[Stored data entries]

--- START ---

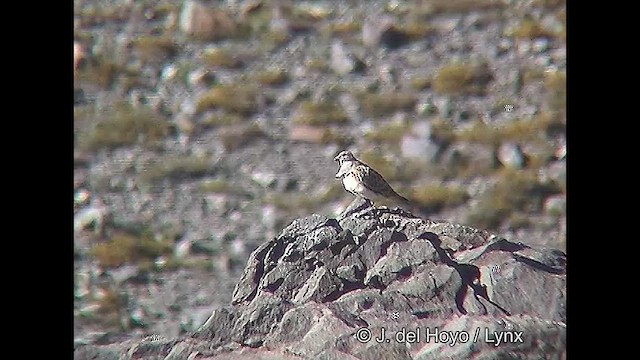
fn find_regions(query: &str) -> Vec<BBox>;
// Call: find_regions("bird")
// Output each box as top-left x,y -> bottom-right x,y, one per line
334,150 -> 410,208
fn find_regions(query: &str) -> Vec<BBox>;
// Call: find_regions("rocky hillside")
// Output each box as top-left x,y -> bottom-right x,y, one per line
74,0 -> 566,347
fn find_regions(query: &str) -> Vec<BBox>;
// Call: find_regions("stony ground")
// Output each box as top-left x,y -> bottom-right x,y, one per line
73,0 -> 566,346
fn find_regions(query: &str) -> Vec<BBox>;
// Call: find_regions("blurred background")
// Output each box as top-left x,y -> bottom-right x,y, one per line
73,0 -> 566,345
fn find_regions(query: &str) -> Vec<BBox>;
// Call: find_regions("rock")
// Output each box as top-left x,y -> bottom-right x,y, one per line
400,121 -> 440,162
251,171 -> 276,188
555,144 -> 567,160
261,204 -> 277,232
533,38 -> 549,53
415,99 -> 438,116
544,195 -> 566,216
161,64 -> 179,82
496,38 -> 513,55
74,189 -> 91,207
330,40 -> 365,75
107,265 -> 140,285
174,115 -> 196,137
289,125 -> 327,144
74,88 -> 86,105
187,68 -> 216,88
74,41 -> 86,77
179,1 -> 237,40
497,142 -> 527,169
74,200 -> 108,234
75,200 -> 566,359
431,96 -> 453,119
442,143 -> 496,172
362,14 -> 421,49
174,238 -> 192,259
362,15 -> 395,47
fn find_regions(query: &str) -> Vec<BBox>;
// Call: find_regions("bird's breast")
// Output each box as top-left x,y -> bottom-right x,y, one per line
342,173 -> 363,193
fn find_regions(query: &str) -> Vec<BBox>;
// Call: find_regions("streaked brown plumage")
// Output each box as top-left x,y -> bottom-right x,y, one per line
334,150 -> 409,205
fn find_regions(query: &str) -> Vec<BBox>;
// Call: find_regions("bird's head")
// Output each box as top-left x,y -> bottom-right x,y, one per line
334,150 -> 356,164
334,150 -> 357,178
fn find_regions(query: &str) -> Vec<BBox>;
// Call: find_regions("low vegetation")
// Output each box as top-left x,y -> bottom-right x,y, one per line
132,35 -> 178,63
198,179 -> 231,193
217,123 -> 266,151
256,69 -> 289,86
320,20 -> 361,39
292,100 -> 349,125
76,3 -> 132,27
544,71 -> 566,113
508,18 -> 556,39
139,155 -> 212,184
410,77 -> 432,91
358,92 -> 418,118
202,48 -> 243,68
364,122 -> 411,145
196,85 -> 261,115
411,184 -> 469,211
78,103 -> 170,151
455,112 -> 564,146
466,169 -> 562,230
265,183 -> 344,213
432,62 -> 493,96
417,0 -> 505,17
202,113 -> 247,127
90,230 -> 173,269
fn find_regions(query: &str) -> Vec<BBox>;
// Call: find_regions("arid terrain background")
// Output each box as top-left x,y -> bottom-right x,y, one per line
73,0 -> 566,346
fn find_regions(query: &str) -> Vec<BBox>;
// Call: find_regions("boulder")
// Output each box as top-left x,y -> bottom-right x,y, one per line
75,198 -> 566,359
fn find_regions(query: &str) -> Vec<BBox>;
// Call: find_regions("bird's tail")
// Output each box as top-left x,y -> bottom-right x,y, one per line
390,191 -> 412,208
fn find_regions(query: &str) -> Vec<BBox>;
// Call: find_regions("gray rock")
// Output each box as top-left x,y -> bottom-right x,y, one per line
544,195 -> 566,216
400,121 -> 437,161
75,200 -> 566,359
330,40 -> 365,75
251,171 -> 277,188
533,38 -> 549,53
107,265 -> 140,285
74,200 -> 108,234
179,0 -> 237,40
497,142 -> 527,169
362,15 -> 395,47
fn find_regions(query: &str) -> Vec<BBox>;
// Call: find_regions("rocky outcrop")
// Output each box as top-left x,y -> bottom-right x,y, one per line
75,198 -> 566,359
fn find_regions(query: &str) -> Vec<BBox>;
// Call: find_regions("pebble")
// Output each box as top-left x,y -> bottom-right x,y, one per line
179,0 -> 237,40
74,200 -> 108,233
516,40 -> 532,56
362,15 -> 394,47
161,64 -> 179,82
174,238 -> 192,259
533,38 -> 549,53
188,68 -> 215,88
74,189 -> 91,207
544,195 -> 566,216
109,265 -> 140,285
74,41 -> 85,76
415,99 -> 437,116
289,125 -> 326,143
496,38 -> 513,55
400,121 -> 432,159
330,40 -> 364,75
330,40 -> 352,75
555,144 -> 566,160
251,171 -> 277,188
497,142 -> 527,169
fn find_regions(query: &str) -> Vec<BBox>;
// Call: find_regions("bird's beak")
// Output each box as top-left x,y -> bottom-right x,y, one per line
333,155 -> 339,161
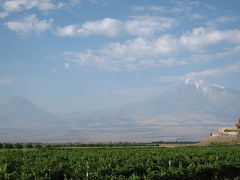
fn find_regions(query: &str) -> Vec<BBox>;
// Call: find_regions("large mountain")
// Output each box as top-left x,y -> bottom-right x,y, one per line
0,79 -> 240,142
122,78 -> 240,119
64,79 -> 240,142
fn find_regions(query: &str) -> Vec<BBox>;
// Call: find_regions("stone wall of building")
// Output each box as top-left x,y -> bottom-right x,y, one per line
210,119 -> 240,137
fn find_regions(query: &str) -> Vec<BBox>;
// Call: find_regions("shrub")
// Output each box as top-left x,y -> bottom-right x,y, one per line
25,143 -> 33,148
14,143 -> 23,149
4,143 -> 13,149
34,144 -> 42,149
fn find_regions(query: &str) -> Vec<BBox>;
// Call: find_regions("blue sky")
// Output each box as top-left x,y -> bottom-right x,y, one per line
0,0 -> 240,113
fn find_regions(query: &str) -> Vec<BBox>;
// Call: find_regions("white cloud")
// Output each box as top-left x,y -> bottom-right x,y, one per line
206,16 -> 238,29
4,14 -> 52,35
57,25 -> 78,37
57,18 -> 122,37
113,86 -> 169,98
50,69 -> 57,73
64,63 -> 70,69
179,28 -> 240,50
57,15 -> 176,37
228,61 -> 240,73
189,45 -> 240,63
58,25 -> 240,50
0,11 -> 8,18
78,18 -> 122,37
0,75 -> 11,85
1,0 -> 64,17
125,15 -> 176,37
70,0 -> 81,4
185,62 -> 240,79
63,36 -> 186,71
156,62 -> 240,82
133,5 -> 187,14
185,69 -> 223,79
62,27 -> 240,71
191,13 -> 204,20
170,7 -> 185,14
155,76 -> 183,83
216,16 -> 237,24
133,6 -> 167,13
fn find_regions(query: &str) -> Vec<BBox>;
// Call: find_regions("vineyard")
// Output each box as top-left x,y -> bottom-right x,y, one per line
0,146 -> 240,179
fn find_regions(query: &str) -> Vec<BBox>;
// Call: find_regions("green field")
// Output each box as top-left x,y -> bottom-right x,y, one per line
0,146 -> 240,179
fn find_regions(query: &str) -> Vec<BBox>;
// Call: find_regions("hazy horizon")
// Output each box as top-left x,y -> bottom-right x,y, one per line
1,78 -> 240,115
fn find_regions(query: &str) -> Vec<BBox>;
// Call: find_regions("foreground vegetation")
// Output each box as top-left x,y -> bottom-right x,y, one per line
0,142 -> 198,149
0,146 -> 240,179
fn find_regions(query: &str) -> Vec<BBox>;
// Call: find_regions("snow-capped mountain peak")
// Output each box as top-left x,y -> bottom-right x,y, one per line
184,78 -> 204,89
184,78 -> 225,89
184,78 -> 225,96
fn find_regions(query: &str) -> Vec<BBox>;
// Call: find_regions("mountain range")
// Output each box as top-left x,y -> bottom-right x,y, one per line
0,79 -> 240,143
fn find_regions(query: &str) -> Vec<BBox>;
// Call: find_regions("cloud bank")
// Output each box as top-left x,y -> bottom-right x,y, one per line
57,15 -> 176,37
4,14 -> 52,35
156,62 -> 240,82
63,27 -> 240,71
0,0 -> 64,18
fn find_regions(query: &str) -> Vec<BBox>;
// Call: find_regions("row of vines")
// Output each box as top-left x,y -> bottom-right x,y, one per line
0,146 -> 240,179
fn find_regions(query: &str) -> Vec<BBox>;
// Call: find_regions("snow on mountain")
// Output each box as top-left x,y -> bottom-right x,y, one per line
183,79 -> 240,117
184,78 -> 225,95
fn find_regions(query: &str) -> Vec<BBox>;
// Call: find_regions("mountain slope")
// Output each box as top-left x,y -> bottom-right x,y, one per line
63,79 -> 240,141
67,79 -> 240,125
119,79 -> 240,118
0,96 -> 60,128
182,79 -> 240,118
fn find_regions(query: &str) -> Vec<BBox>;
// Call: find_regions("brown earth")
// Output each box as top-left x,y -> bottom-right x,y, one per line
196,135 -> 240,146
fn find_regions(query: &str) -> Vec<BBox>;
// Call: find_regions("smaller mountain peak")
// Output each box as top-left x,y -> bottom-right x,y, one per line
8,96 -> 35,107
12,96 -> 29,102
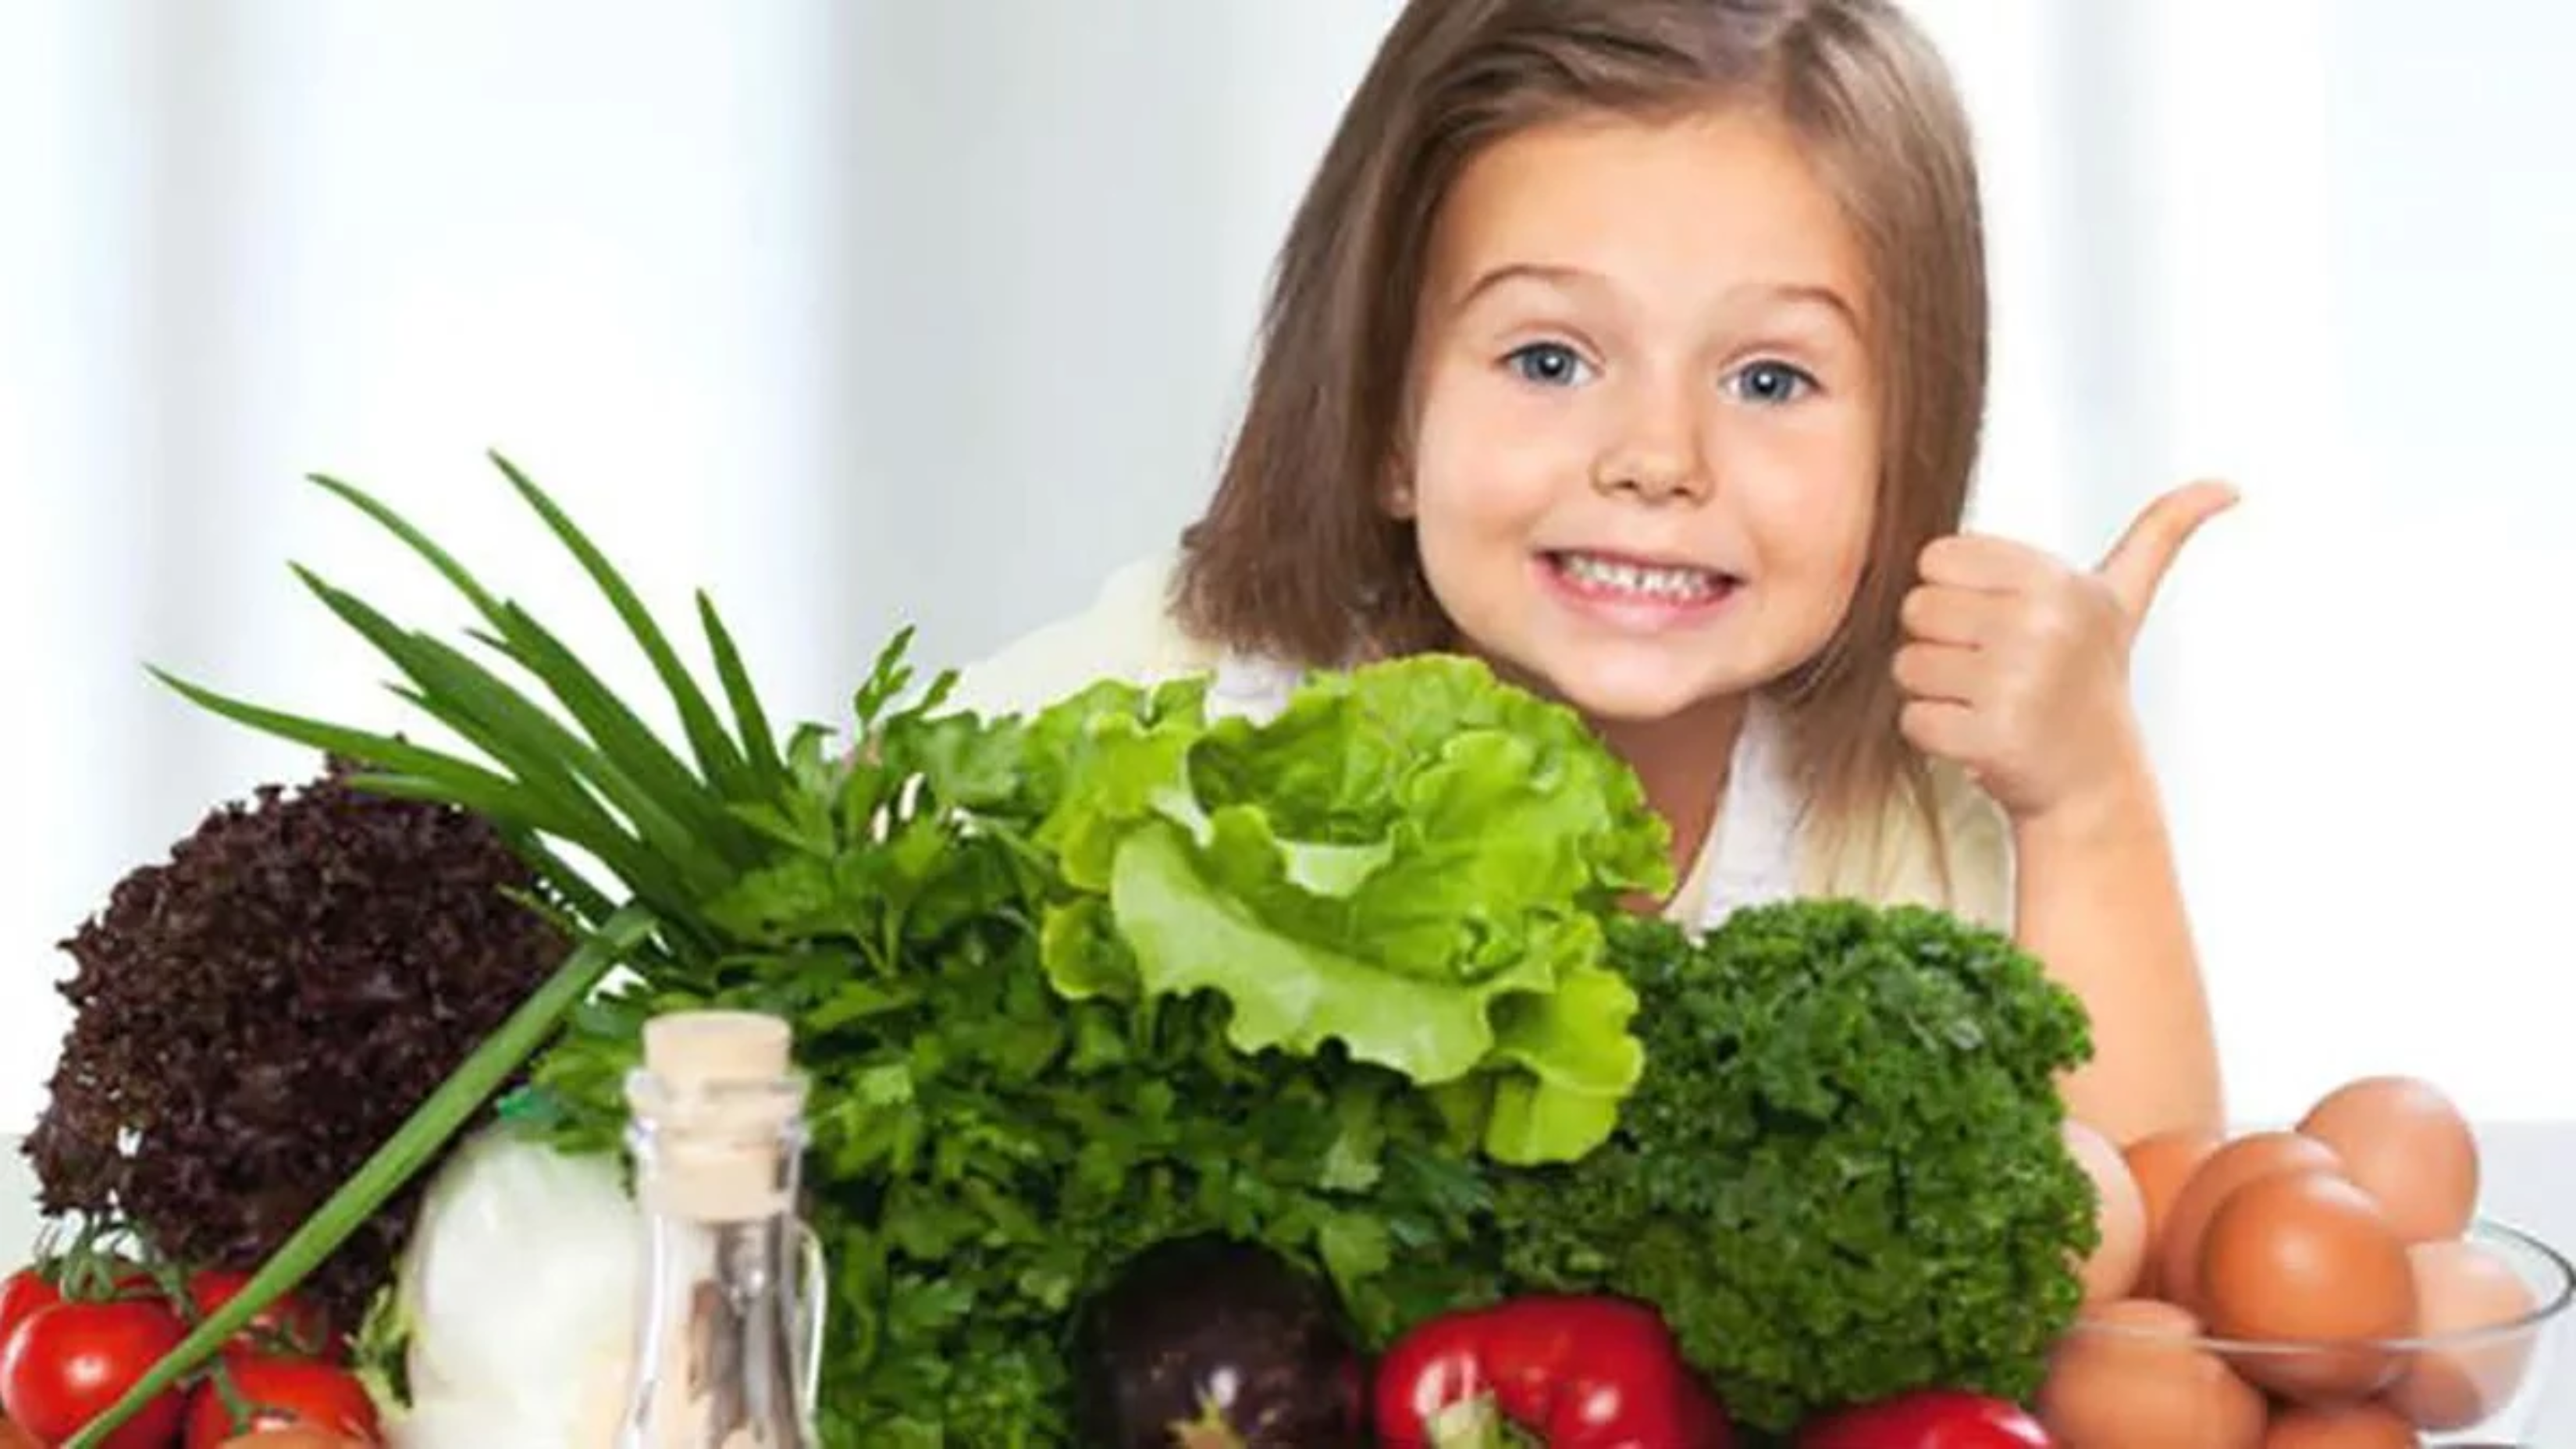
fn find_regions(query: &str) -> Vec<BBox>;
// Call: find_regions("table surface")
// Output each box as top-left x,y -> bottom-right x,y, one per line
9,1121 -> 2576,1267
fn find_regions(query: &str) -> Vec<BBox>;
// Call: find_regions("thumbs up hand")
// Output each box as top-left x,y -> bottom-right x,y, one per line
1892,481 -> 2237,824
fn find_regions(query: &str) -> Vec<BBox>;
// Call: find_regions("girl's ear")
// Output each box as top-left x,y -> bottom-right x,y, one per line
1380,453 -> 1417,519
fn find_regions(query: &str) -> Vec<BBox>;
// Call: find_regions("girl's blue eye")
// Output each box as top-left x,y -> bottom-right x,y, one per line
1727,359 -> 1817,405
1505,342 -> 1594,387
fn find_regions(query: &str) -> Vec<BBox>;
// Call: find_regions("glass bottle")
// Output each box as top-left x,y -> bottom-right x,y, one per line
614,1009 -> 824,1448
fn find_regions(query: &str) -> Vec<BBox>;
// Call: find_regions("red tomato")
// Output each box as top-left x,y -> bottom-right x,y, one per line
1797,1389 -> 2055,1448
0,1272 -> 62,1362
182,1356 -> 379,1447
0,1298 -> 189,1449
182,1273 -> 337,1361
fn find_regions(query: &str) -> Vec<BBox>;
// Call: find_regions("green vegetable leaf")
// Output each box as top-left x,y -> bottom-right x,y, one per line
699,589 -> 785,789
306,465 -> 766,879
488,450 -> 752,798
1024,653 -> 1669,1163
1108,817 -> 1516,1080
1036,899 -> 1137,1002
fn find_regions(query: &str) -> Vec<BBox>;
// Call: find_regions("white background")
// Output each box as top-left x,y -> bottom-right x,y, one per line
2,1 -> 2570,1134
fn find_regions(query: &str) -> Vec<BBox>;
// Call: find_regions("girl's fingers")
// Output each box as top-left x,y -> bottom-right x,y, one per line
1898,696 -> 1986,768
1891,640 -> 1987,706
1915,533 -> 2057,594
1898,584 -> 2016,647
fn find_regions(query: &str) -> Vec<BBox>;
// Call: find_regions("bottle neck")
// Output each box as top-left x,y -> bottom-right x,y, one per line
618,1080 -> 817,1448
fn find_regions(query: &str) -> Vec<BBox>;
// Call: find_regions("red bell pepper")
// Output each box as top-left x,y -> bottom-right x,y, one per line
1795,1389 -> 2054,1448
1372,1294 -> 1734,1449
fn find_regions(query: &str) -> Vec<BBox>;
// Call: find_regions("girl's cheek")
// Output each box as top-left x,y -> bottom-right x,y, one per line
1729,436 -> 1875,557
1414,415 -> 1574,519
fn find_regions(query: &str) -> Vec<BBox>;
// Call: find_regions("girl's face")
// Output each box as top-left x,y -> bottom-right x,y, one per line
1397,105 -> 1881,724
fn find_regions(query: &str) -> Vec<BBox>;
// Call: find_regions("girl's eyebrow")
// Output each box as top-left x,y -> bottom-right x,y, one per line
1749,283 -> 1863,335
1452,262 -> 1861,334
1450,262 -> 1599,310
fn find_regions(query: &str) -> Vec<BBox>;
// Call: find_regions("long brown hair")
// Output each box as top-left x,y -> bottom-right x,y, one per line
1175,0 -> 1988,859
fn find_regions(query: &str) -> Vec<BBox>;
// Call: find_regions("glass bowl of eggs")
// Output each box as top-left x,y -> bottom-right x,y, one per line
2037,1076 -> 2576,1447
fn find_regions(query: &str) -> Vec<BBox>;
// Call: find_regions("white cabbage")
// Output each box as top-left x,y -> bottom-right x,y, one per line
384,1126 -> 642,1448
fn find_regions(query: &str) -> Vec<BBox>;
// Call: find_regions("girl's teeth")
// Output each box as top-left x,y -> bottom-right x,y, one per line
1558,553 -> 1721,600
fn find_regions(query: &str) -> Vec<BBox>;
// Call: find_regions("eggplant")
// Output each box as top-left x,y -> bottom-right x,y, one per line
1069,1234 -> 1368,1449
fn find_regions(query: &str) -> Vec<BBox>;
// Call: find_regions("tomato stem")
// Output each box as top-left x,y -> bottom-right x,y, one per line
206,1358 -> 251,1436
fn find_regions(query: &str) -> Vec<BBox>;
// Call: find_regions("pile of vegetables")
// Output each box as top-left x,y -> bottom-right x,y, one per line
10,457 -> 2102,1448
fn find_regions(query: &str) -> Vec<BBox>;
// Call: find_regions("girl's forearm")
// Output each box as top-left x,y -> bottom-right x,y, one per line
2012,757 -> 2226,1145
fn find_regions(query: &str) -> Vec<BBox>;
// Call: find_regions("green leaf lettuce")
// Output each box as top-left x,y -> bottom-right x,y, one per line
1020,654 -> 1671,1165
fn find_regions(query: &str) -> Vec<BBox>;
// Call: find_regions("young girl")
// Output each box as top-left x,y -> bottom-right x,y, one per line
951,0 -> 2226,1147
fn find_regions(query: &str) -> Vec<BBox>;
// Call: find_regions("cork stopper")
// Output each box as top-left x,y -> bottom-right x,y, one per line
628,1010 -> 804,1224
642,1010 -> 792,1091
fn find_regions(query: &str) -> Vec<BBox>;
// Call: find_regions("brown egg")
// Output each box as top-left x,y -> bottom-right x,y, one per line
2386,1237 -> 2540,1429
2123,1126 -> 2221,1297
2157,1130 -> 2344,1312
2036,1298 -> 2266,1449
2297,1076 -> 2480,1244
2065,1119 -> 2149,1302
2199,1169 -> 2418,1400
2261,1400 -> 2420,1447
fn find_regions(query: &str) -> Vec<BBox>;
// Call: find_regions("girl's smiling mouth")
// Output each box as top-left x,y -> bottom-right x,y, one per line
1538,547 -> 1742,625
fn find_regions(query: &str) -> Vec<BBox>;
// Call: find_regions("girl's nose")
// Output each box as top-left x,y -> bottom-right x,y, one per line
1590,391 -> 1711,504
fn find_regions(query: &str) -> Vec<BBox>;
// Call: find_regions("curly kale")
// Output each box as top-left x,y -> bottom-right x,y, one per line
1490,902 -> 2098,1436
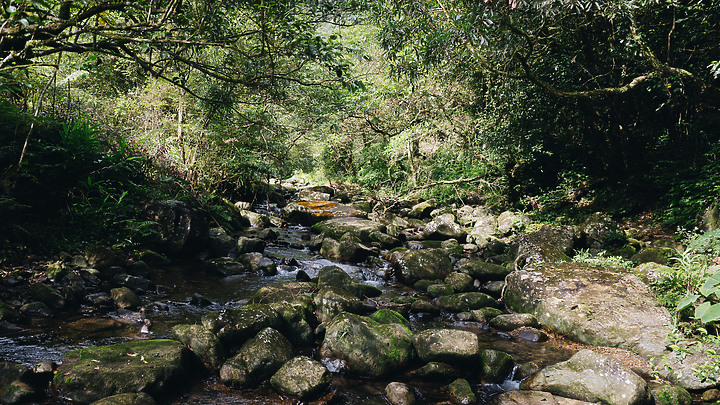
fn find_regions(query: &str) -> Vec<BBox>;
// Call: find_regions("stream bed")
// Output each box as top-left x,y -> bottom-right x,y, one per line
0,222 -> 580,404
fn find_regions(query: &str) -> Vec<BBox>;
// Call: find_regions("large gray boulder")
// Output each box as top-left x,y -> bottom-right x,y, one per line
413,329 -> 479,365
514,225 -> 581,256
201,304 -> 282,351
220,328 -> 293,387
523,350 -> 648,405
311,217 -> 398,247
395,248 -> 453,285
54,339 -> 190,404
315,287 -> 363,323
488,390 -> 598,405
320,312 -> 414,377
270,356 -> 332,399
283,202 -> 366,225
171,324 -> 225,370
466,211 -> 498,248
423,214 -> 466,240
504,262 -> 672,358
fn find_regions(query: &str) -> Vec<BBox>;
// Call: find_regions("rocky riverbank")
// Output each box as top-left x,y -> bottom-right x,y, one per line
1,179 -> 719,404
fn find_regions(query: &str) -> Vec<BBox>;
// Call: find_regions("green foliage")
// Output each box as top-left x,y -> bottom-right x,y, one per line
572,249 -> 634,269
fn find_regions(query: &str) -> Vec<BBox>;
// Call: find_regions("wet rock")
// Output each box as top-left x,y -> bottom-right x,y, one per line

--- END ---

▶ **Task to carry out**: From the records, copy every line that has the string "mountain" in it.

▶ **Solution to this exercise**:
// Call: find_regions("large mountain")
// Call: find_regions("snow-capped mountain peak")
// Call: find_regions("mountain range")
// Call: find_regions("snow on mountain")
// Call: find_regions("mountain slope")
// Call: find_regions("smaller mountain peak")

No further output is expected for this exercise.